PROBLEMS AND TASKS.
**a)** In the film summary, why do the Halsteads have trouble finding privacy and living space?
**b)** Copy the stretch of the film summary from "The New York" through "1942 by Joseph Fields.".
**c)** In the film summary, list each addition to the story that follows the words "Add to this:".

DOCUMENT SECTION.
╔══

The Doughgirls is a 1944 American comedy film directed by James V. Kern based on the 1942 hit Broadway play written by Joseph Fields. The film works around three newlywed couples, focusing on the Halstead couple, played by Jane Wyman and Jack Carson, and their misadventures trying to find some privacy and living space in the housing shortage of WWII era Washington, D.C. Eve Arden as a Russian sniper and Joe DeRita as a sleepy hotel guest, both looking for edge in the overcrowded hotel.

Plot
Three couples join the newly wed Halsteads and upon their arrival in their overcrowded D.C. hotel they set out for the honeymoon suite, only to find it usurped by the previous newlywed couple, Ann Sheridan and John Ridgley as the Cadmens. Finally, a third newlywed couple the Dillons, Alexis Smith and Craig Stevens, arrive to claim the suite as well. Add to this: a military contractor with a no nonsense attitude; a lecherous boss; an F.B.I. investigator; a judge (to make one couple's marriage "legal"); a group of orphan babies; a Russian who likes to shoot pigeons; and a wandering man trying to find somewhere, anywhere to get some sleep. The Doughgirls is a raucous farce where the humor comes from the unconsummated marriage of Wyman and Carson, with a great performance by Eve Arden as a visiting Russian.

The New York Times reviewed it saying it is "distilled from the play" and "at times the dialog twirls into nonsense being saved only by the performance of the players."

The Doughgirls is based on a stage play of the same name, written in 1942 by Joseph Fields.

╚══

RECORDED DATA.
╔══

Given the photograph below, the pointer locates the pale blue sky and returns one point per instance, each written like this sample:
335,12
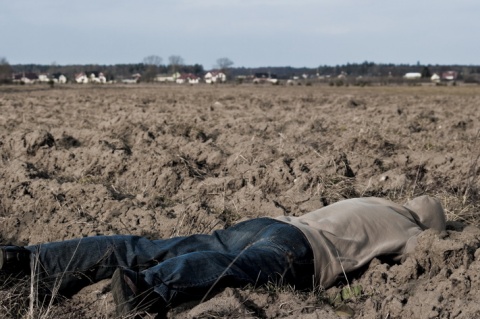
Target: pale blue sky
250,32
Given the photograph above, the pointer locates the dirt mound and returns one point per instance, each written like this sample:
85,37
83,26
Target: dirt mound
162,161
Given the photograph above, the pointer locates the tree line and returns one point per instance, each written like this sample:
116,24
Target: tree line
153,65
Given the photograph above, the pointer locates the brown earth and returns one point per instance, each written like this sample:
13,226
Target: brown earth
161,161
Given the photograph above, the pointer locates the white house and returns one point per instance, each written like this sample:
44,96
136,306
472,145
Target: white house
81,78
97,77
214,77
43,78
188,78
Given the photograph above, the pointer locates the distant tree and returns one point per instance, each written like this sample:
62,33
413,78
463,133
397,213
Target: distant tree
224,63
152,63
5,71
175,62
426,72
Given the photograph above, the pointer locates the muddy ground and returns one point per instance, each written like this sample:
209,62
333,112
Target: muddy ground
162,161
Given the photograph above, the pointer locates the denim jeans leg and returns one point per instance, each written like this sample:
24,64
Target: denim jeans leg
279,253
73,264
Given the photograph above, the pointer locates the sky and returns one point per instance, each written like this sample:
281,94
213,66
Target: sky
251,33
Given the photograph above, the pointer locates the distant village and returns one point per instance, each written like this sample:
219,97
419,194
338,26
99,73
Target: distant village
364,73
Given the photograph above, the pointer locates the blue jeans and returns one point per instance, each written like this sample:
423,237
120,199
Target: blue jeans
183,268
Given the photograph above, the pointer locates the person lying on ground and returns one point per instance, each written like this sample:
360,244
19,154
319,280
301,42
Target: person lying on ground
306,252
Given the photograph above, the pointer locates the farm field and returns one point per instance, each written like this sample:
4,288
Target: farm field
162,161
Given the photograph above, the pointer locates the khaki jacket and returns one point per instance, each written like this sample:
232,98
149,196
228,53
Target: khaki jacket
348,234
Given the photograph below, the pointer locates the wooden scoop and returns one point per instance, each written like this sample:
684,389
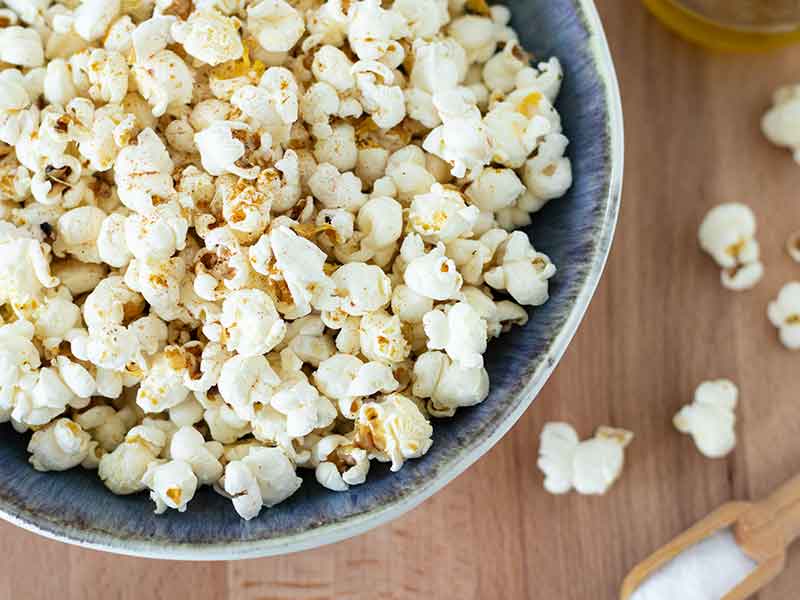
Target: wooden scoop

╚══

THE REPLIES.
**a)** They face a housing shortage in Washington, D.C., during the World War II era. Their overcrowded hotel makes it hard to find privacy or room to live.

**b)**
The New York Times reviewed it saying it is "distilled from the play" and "at times the dialog twirls into nonsense being saved only by the performance of the players."

The Doughgirls is based on a stage play of the same name, written in 1942 by Joseph Fields.

**c)**
- A military contractor with a no nonsense attitude
- A lecherous boss
- An F.B.I. investigator
- A judge (to make one couple's marriage "legal")
- A group of orphan babies
- A Russian who likes to shoot pigeons
- A wandering man trying to find somewhere, anywhere to get some sleep